What the exercise asks:
Recast the lines of the material below as a Markdown table with the columns "Row" and "Line", one numbered row per line. Skip blank lines, and leave the pictures out.

Entries provided:
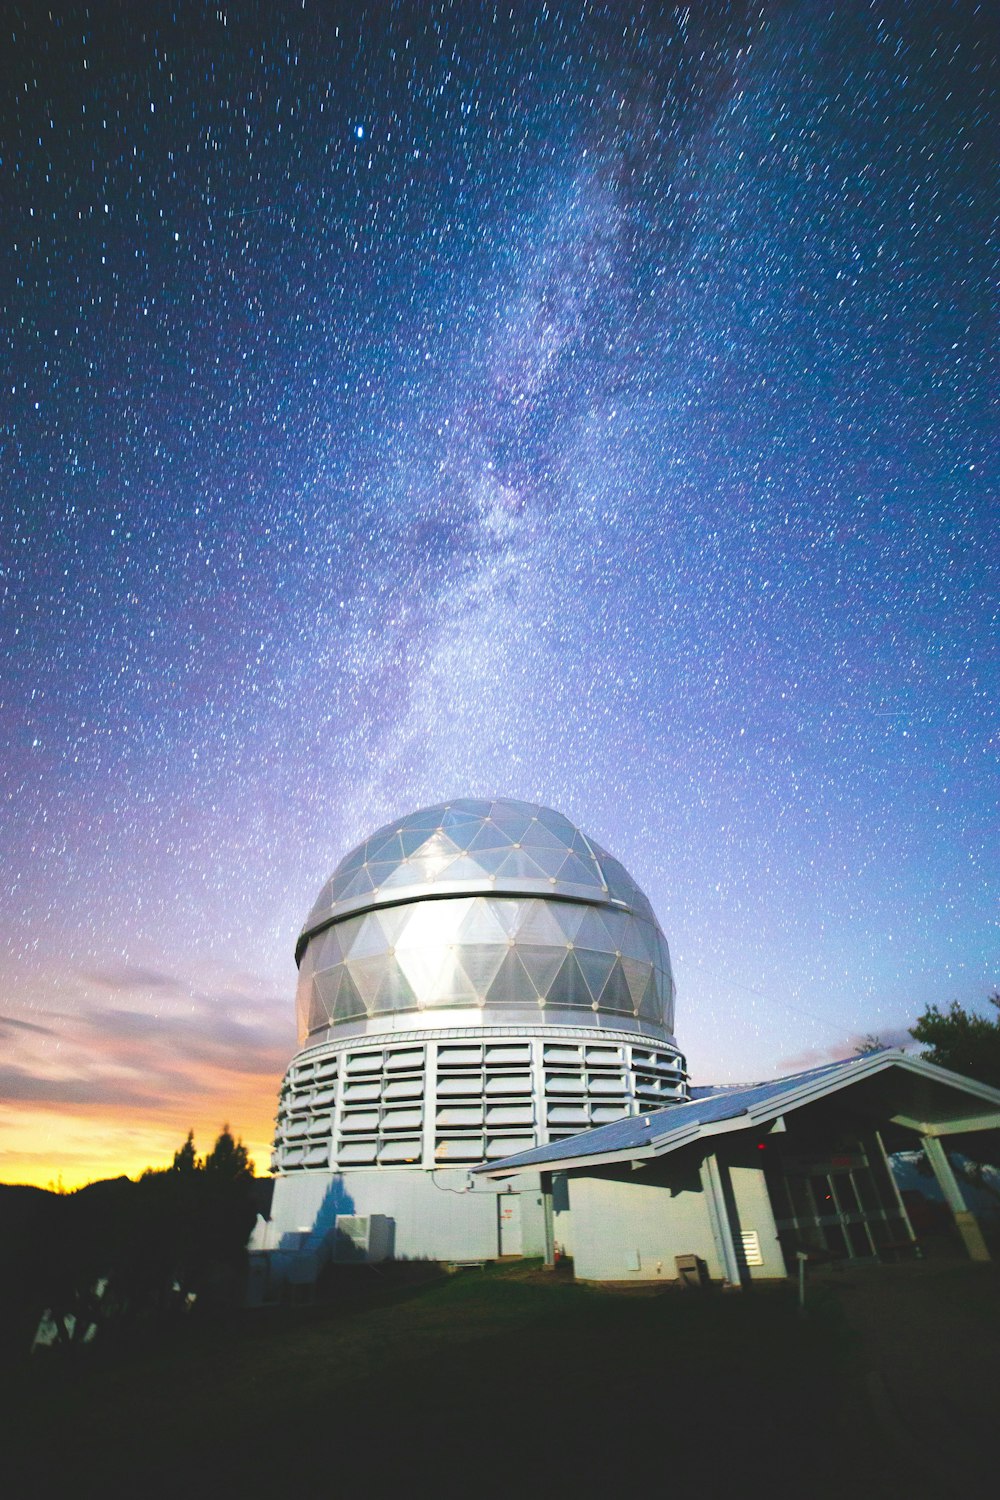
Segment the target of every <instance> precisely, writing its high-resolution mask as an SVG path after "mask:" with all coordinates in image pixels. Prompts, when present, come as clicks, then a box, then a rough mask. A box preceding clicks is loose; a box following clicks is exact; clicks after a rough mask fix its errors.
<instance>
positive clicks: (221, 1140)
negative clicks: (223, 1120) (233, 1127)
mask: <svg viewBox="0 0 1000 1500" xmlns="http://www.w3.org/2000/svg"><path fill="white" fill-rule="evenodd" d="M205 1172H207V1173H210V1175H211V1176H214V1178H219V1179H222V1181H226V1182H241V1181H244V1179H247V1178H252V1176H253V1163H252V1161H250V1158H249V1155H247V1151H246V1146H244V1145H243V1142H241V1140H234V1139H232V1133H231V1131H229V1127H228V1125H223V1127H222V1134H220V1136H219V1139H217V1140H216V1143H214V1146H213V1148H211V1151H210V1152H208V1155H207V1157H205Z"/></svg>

Solution to this task:
| Row | Line |
|---|---|
| 1 | Segment the target of every <instance> precisely, writing its high-resolution mask as an SVG path after "mask:" with all coordinates in image pixels. Prompts, when present, come as clicks, then a box, then a rough mask. A box preceding clicks is loose; a box following clicks is exact; clicks after a rough mask fix its errors. |
| 2 | <instance> |
| 3 | positive clicks: (221, 1140) |
| 4 | negative clicks: (223, 1120) (233, 1127) |
| 5 | mask: <svg viewBox="0 0 1000 1500" xmlns="http://www.w3.org/2000/svg"><path fill="white" fill-rule="evenodd" d="M205 1172H207V1173H210V1175H211V1176H214V1178H219V1179H222V1181H226V1182H241V1181H244V1179H247V1178H252V1176H253V1163H252V1161H250V1158H249V1155H247V1151H246V1146H244V1145H243V1142H241V1140H234V1139H232V1133H231V1131H229V1127H228V1125H223V1127H222V1134H220V1136H219V1139H217V1140H216V1143H214V1146H213V1148H211V1151H210V1152H208V1155H207V1157H205Z"/></svg> |